### Given text

Tips sourced from www.experian.com.

Reflections on 2024 to date

As we reflect back on 2024, it’s difficult to comprehend where the time has gone. It reminds me of an elderly gentleman I once encountered at a Retirement Workshop who aptly said, “Life is like an hourglass—the sand seems to flow faster as it runs out.”

Looking back on the year, we can identify several significant events for South Africa.

7th National Election

The first is that South Africa celebrated another successful democratic, free and fair, election. The ANC lost its majority vote, with the newly formed MK Party making a powerful statement, with the support of nearly 50% of the KwaZulu-Natal voters and 15% nationally.

Tense weeks followed, as the political parties robustly negotiated the way forward for the country. Investor sentiment was negative, and money continued to flow from the bond markets. Following the negotiations, the political parties agreed to form a Government of National Unity (GNU), with ministerial representation for all the parties forming the GNU. Global investors have responded positively, with money once again flowing back into the country and the All-Share Index reaching record highs. There will no doubt be significant challenges going forward but we once again remain confident that the coalition government will act in the best interests of all South Africans.

National Health Insurance

The second significant event was that the National Health Insurance (NHI) bill was signed into law on 15 May 2024. The objective of the NHI is to introduce quality healthcare access for all South Africans and eradicate the current inequalities that exist in the country. The signing of the bill into law was not well received by many stakeholders, despite the concerns raised during extensive public engagements, the President still signed the bill into law without significant change. Initially, there is no impact as medical benefits remain in their current form. Industry commentary following the passing of the NHI bill into law is that the actual introduction of NHI is still at least ten years away. It is anticipated the Act in its current form will be legally challenged by many stakeholders as they believe there has been insufficient focus on critical areas, such as funding, human resource reallocation, current public sector healthcare corruption and the rollout process for the implementation of NHI. The status quo remains until further dialogue and communication is forthcoming from the healthcare industry.

### Provided records
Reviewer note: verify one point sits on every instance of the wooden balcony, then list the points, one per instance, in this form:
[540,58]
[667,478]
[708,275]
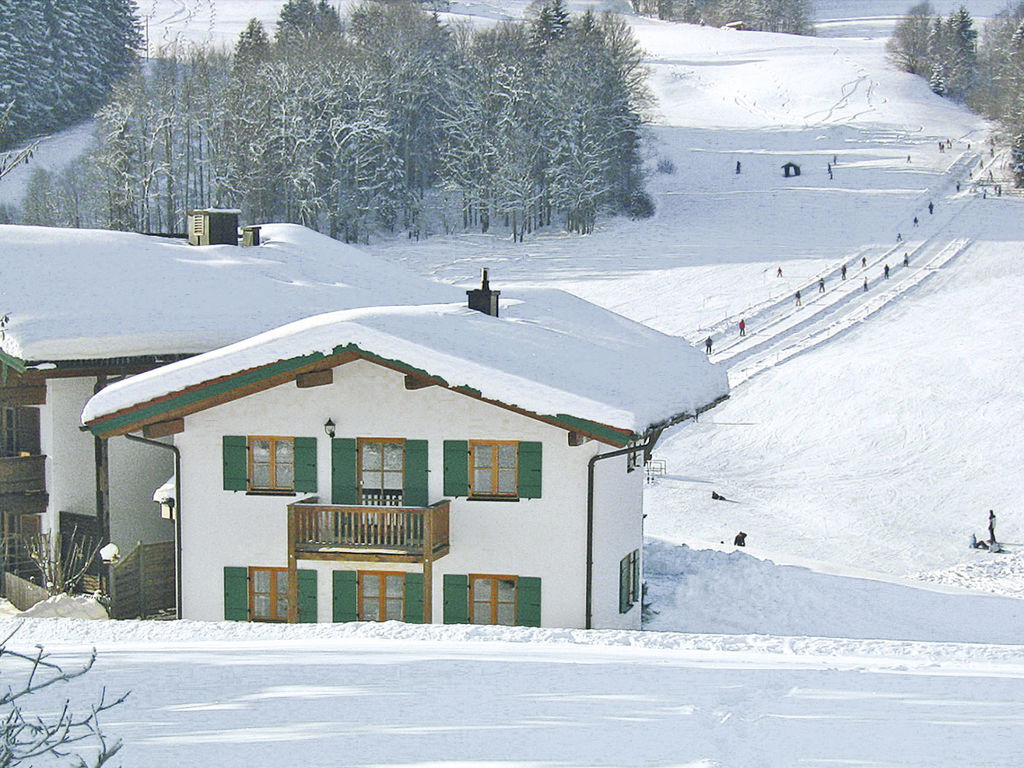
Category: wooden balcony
[23,484]
[377,534]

### Questions
**a.** Please retype everything in the reflections on 2024 from "As we reflect" down to "and 15% nationally.", word for word.
**b.** Extend the reflections on 2024 with a few more paragraphs that pick up after its final sentence.

### Activity answers
**a.**
As we reflect back on 2024, it’s difficult to comprehend where the time has gone. It reminds me of an elderly gentleman I once encountered at a Retirement Workshop who aptly said, “Life is like an hourglass—the sand seems to flow faster as it runs out.”

Looking back on the year, we can identify several significant events for South Africa.

7th National Election

The first is that South Africa celebrated another successful democratic, free and fair, election. The ANC lost its majority vote, with the newly formed MK Party making a powerful statement, with the support of nearly 50% of the KwaZulu-Natal voters and 15% nationally.

**b.**
Two-Pot (Component) System

The third significant event was the signing into law of the two-pot legislation, (I will refer to the pot, although the legislation refers to component) after several postponements. The effective date is 1 September 2024. Although there has been extensive previous communication from Chartered Employee Benefits, Fund administrators and the media, there still appears to be some confusion about who is affected by the two-pot system, so I will attempt to clarify some of these misconceptions below:

  • The new system applies to the build-up phase of retirement, namely those members contributing to their retirement funds. It does not apply to pensioners; however, if a pensioner is contributing to a Retirement Annuity, it will apply.
  • Members who are “55 years or older” on 1 March 2021 and have remained a member of the same Provident Fund will automatically be excluded from the two-pot system. These members can choose to opt into the two-pot system. They have until 1 September 2025 to decide if they wish to opt in, and thereafter, they can no longer opt-in.
  • The two-pot system applies to both defined benefit and defined contribution funds. It also applies to pension, provident, preservation, and retirement annuity (RA) funds. It does not apply to beneficiary funds and unclaimed benefit funds.
  • “Legacy” or “old generation” RA funds can be exempted. The legacy RAs are contracts held by an RA fund entered before 1 September 2024 that include a pre-universal life or universal life component. These funds can apply to the FSCA for an exemption from the two-pot system.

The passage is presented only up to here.